### The task
Copy exactly the lines of the records below, and only those lines, beginning with the line that contains "Target: night sky" and ending with the line that contains "Place one point per instance of the smartphone screen, the".
======== Data for this exercise
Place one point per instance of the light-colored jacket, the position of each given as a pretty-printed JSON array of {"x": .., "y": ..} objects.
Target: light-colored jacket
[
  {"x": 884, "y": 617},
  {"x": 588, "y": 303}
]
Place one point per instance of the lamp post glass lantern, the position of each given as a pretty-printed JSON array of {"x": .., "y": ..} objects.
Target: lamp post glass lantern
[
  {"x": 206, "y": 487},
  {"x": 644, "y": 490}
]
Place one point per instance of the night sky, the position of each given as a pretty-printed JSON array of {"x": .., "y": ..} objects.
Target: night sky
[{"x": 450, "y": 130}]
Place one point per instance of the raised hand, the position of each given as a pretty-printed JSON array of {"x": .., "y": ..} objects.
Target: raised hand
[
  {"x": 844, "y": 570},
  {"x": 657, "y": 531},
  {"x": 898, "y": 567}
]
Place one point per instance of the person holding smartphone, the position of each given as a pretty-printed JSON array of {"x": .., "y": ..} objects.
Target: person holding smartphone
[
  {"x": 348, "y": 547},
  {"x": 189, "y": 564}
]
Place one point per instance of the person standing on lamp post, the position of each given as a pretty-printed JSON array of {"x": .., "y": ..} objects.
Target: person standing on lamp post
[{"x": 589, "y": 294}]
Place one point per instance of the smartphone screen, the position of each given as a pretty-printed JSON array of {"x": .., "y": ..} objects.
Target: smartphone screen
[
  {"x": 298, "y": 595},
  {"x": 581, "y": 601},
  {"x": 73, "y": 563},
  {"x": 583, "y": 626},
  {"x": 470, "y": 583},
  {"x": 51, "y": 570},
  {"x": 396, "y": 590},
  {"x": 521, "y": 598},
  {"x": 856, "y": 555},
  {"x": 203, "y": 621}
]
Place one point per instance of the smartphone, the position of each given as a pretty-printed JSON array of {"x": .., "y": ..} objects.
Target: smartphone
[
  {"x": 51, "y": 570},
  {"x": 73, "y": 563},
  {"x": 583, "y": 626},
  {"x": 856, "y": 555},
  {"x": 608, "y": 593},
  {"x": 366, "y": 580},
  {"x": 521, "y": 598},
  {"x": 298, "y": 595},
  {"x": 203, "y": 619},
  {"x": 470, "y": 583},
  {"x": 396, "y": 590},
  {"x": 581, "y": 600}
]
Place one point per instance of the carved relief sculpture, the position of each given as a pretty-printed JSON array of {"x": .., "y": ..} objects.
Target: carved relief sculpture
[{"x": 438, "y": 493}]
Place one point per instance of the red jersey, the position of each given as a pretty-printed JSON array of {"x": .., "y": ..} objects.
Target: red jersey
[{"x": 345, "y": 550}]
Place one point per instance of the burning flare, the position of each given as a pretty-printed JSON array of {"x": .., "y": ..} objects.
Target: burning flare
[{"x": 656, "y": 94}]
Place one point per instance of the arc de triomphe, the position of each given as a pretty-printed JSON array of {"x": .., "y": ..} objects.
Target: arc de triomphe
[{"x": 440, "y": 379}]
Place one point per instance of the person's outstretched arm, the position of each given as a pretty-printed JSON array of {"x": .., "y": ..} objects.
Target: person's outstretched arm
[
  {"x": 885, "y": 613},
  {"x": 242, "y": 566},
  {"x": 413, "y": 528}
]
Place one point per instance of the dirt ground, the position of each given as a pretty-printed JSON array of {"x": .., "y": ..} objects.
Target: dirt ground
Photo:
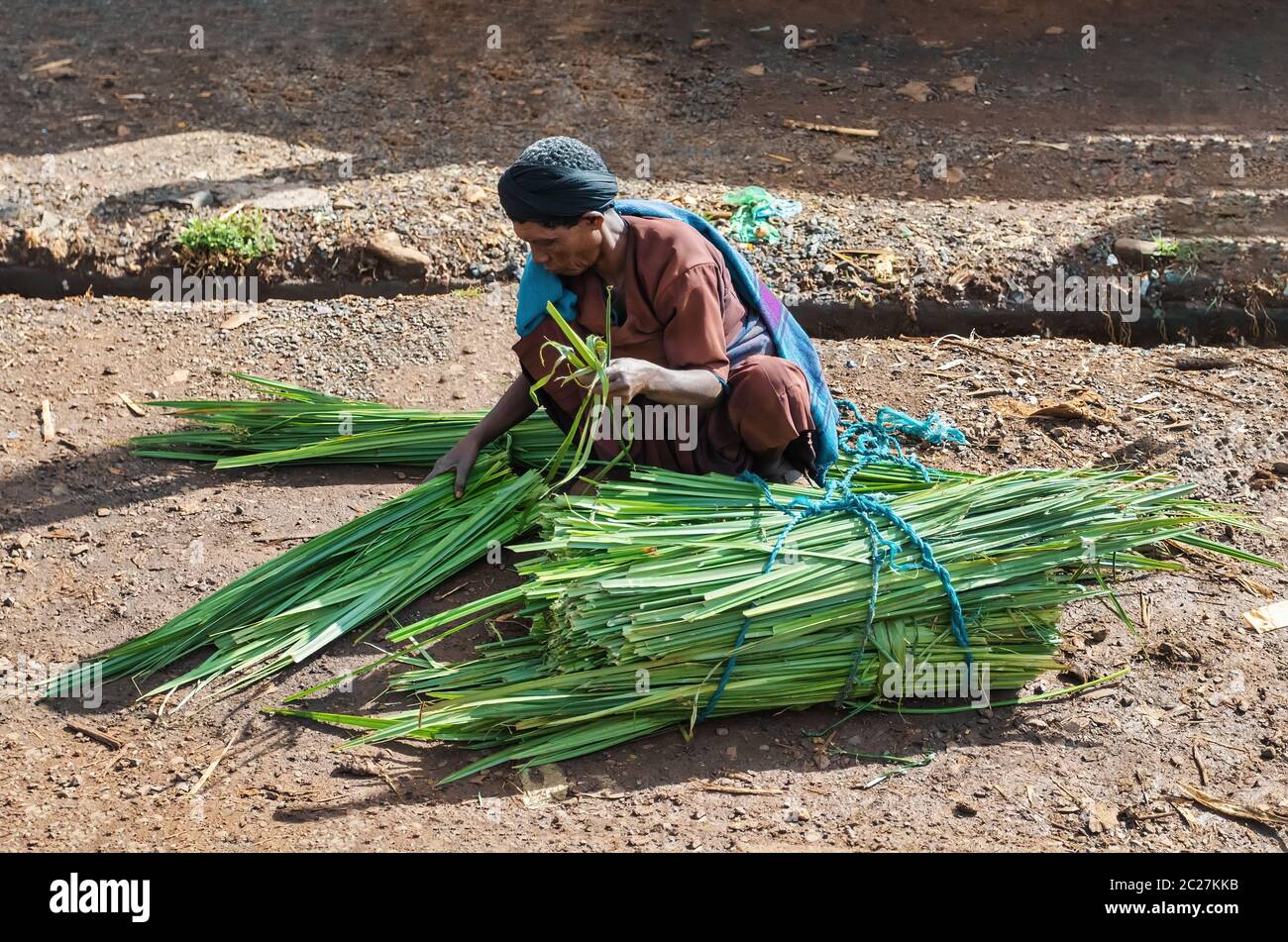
[
  {"x": 394, "y": 116},
  {"x": 397, "y": 117},
  {"x": 98, "y": 550}
]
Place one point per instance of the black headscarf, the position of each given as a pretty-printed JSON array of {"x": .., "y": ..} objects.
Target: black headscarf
[{"x": 536, "y": 190}]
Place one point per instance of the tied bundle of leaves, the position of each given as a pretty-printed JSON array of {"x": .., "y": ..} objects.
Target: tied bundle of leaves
[
  {"x": 640, "y": 590},
  {"x": 356, "y": 576},
  {"x": 301, "y": 425}
]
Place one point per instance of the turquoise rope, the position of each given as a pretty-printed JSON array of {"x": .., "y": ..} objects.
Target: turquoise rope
[{"x": 867, "y": 443}]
================
### The answer
Target: night sky
[{"x": 450, "y": 130}]
Place one point per instance of the raised hand, the position of each given as a pretty-printed JSON array of {"x": .., "y": ..} objects.
Target: raised hand
[
  {"x": 844, "y": 570},
  {"x": 657, "y": 531},
  {"x": 898, "y": 567}
]
Place one point per instance of the person holding smartphone, the position of each given as a pretty-printed JSON array of {"x": .., "y": ..} objects.
Target: person holding smartphone
[
  {"x": 348, "y": 547},
  {"x": 189, "y": 564}
]
Place one point per instance of the person standing on lamp post, the position of each given as a pretty-printed JSON array of {"x": .., "y": ..} objects.
Target: person standing on lamp post
[{"x": 589, "y": 294}]
Place one point per instance of the smartphone screen, the position of each given as a pretty-printed JSON array of {"x": .., "y": ..} objects.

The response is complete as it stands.